> **Task objective**
Run through the data and copy out every line that mentions the word "road".

[[ Source data, beginning ]]

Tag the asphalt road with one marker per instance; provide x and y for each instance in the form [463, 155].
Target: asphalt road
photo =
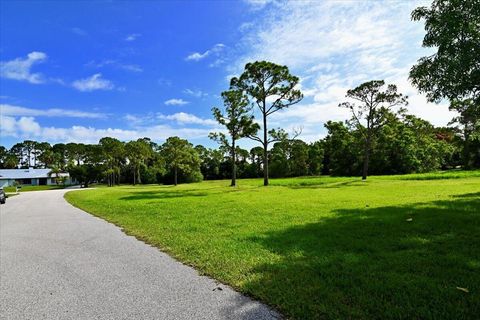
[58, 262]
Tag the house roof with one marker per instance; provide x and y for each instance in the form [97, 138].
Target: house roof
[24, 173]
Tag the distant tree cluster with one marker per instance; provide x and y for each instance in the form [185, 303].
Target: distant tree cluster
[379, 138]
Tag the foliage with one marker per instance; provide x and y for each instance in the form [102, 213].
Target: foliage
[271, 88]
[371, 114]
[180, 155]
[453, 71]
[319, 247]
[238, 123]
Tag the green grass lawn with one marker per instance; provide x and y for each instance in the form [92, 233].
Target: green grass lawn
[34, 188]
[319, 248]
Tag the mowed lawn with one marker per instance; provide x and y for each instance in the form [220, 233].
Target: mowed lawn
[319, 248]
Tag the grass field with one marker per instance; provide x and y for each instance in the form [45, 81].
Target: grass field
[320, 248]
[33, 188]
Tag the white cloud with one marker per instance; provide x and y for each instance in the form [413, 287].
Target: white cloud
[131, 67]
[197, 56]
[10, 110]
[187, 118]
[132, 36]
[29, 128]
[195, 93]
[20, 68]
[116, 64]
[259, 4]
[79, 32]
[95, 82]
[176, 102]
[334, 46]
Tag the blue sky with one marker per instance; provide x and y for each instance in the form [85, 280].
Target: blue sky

[[ Source data, end ]]

> **Exercise result**
Tag the asphalt road with one marker per instance; provide x and y for each instance in the form [463, 155].
Target: asphalt road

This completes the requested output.